*** Opening Recorded data ***
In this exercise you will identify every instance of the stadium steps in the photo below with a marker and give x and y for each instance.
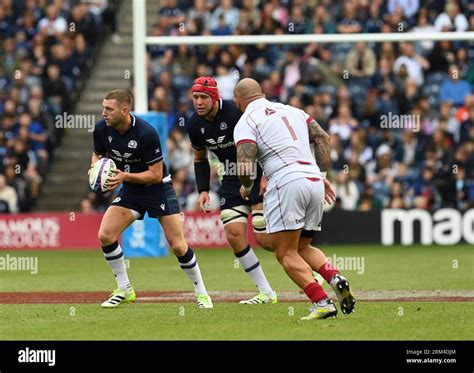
(66, 183)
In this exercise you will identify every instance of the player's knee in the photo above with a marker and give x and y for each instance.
(285, 257)
(263, 240)
(178, 246)
(107, 237)
(234, 215)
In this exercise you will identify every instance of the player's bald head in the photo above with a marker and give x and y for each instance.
(246, 91)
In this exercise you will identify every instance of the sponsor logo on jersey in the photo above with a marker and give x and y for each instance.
(269, 111)
(213, 142)
(118, 154)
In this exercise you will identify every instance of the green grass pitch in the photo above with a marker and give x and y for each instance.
(414, 268)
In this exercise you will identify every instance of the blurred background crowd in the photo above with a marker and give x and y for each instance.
(351, 89)
(47, 49)
(348, 88)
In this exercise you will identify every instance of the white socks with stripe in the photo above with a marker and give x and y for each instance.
(114, 255)
(188, 263)
(249, 261)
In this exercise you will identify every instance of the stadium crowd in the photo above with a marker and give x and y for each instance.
(47, 50)
(423, 156)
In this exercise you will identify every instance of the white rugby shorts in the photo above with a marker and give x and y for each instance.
(294, 204)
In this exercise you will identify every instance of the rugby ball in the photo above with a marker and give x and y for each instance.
(101, 171)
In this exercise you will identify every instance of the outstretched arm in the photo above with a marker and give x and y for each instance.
(322, 148)
(246, 156)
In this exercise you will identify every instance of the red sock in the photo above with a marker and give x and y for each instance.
(315, 292)
(327, 270)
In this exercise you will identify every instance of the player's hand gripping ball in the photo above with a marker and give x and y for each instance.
(102, 170)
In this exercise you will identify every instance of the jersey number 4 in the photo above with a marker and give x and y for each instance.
(290, 128)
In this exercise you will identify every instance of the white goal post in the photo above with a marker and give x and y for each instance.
(141, 40)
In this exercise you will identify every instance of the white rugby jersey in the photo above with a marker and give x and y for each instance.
(281, 134)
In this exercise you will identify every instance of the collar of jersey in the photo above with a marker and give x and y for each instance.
(257, 102)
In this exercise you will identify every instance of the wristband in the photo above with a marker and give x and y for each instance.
(248, 189)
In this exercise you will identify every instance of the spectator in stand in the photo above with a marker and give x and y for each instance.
(454, 88)
(8, 197)
(361, 63)
(452, 19)
(414, 62)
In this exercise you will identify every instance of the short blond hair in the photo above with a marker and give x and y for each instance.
(121, 96)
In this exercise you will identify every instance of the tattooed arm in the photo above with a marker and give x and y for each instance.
(246, 156)
(322, 148)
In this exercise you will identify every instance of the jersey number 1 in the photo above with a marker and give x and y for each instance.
(290, 128)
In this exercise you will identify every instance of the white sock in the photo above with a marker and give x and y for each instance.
(249, 261)
(117, 261)
(188, 263)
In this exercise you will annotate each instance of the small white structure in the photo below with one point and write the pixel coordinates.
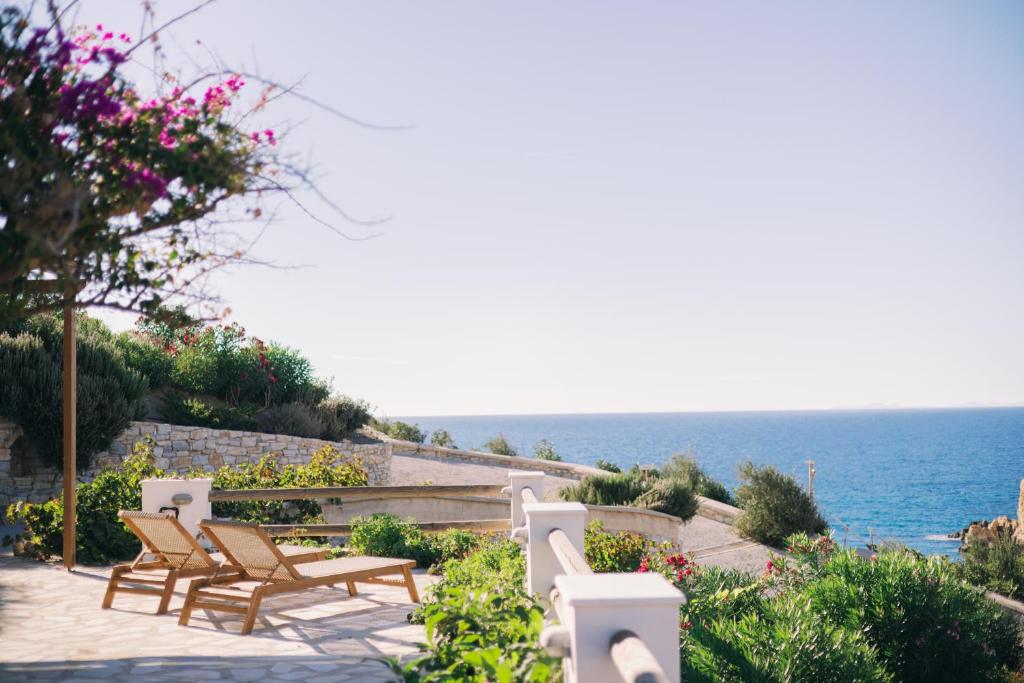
*** Closing Recorded data ***
Instructions for the task:
Copy the whole listing exactly, excluding the pictures in it.

Answer to the problem:
In this exercise you will identify every instance of the stadium steps in the photo below with a marker and give x and y for each instance.
(66, 183)
In this exercise you will identify every instance of the player's knee in the photo above with a marker and give x and y for each instance.
(285, 257)
(263, 240)
(178, 246)
(107, 237)
(234, 215)
In this exercise you will identify every instance of the player's bald head in the photo above with a marker and give x and y for each instance.
(246, 91)
In this exercise you will identify every instance of the sponsor logo on jersey in the photo above with a marker and give x and y for each instance.
(269, 111)
(213, 142)
(118, 154)
In this exercise you will identify every instance of the green grass pitch in the photo above with a marker and give x and y for each instance.
(414, 268)
In this exercise you will identify every instance of the blurred background crowd in the photo above with a marker and give x and y for each instance.
(351, 89)
(47, 49)
(348, 88)
In this exercise you will identify every instance of the white socks with stripe in the photo above with a marker and give x and y for each instance.
(114, 255)
(188, 263)
(249, 261)
In this exercise you will identify every instance of the stadium crowd in the photo above with a marker and give x and y for each instance.
(47, 50)
(423, 156)
In this exercise you will identify every instance of the white rugby shorts in the photo above with a marker and give x and y for each instance.
(294, 204)
In this exercise you will identify every instance of the rugby ball in the photo above with a marker and give x and y for each instance.
(101, 171)
In this exercise you will identify every instance of the outstretched arm in the photo above with a marker and give x and y for each instance.
(322, 148)
(246, 156)
In this exercise you will identify every instance of the red sock in the photo above with a marker and give x and y for each instance.
(315, 292)
(327, 270)
In this exercise you will identify every instance of the player's hand gripping ball in the photo above with a marker and give x and y for each instance.
(102, 170)
In this exercise you will identify every instance of the jersey number 4 in the photo above with a marker and give x and y for each instance.
(290, 128)
In this exercise you will identify every instance of the white goal post in the photo above with a marker and give x and y for each instance.
(141, 40)
In this exercise you will identify every instance of the white rugby jersey in the photo above with a marker and give x and y for each instance.
(281, 134)
In this exercise you will identify every instance of the collar of jersey in the photo above with a marker and give x and y for each instance.
(257, 102)
In this exercise you will identify every instance of the wristband in the photo above with a marker and give x and y for each instance.
(248, 189)
In this exercise you will identify every instance of the spectator in stand in the photo above with a marker and give x and y for each instance.
(454, 88)
(8, 197)
(361, 63)
(452, 19)
(414, 62)
In this exercise you will identify every instance of the short blond hair in the photo above with a marker and give x and y for each instance.
(121, 96)
In this exercise you will identify every instance of the tattooed arm in the photo above with a marker and give x and y for each instance.
(246, 156)
(322, 148)
In this exercise you will identify every instance of the jersey number 1 in the photo above with a marker and give x and y for each instance.
(290, 128)
In this exercise you will identify every instance of the white sock in the photo above with a marker and give x and y for each instance.
(249, 261)
(117, 261)
(188, 263)
In this exercise you will annotate each instance of the small white structure in the photo below with one point and write the pixel coordinates.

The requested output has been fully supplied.